# TEKS SUMBER
= = = = =
Di Belanda, Basuki tapi tak pernah diam. Ia selalu memantau isyu-isyu HAM. Dia menjadi editor majalah Demi Demokrasi dan bergabung di banyak grup seperti Front Demokrasi Indonesia. Ia aktif berpatisipasi di Komitee Indonesië, kelompok aktivis di Belanda yang peduli akan pelanggaran HAM di Indonesia, termasukdi Timor dan Papua. Basuki dan rekan-rekannya Komitee Indonesië kerap berkumpul – berkantor di jalan Minahasa.
= = = = =
# DATA YANG DIBERIKAN
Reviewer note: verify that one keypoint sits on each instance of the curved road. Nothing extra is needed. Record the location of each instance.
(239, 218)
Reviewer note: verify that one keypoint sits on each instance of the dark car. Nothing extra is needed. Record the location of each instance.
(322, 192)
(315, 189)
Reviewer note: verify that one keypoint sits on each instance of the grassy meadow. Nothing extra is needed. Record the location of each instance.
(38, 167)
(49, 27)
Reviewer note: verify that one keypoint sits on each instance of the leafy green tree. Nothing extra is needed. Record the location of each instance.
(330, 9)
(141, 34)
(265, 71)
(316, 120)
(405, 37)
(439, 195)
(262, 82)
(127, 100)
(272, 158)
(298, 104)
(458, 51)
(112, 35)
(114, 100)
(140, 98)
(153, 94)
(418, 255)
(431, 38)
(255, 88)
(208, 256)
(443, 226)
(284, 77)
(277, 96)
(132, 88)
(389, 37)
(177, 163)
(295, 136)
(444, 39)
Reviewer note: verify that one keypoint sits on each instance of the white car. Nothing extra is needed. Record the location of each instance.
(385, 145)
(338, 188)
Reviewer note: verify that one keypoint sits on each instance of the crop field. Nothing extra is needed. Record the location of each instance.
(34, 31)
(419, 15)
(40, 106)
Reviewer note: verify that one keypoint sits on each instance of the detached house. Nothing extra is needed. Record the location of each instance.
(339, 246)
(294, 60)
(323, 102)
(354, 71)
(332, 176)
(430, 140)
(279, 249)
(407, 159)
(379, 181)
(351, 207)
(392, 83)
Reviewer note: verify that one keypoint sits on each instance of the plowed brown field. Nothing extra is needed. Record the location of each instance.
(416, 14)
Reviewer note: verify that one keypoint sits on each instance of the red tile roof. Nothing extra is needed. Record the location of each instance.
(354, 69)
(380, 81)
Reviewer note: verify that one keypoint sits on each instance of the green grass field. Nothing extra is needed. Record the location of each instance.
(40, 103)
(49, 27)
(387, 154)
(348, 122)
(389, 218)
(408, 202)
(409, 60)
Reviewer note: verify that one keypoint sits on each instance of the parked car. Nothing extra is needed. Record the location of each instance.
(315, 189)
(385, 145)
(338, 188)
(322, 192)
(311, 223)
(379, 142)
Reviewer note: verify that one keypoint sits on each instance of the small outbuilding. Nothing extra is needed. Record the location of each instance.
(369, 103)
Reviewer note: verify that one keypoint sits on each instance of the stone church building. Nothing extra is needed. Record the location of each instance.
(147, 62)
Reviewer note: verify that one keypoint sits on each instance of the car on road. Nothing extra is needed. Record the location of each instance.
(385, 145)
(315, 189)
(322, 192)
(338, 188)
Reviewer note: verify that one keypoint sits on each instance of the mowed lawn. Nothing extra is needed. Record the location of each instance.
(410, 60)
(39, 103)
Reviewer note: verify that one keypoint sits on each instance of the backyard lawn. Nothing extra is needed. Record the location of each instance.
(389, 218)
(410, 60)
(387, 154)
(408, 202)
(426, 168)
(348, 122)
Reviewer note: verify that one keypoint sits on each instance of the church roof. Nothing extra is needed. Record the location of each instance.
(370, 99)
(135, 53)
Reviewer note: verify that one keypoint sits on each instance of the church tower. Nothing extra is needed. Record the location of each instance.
= = = = =
# YANG PERLU DIKERJAKAN
(a) Jawab pertanyaan berikut berdasarkan teks sumber:
(i) Di negara mana Basuki berada?
(ii) Majalah apa yang diedit oleh Basuki?
(iii) Di jalan apa Basuki dan rekan-rekannya di Komitee Indonesië berkantor?
(b) Salin bagian teks sumber dari "Di Belanda, Basuki" sampai "di jalan Minahasa.".
Baris-baris data tidak ada hubungannya dengan teks sumber.

# JAWABAN TIAP TUGAS
(a)
(i) Belanda
(ii) Demi Demokrasi
(iii) Jalan Minahasa

(b)
Di Belanda, Basuki tapi tak pernah diam. Ia selalu memantau isyu-isyu HAM. Dia menjadi editor majalah Demi Demokrasi dan bergabung di banyak grup seperti Front Demokrasi Indonesia. Ia aktif berpatisipasi di Komitee Indonesië, kelompok aktivis di Belanda yang peduli akan pelanggaran HAM di Indonesia, termasukdi Timor dan Papua. Basuki dan rekan-rekannya Komitee Indonesië kerap berkumpul – berkantor di jalan Minahasa.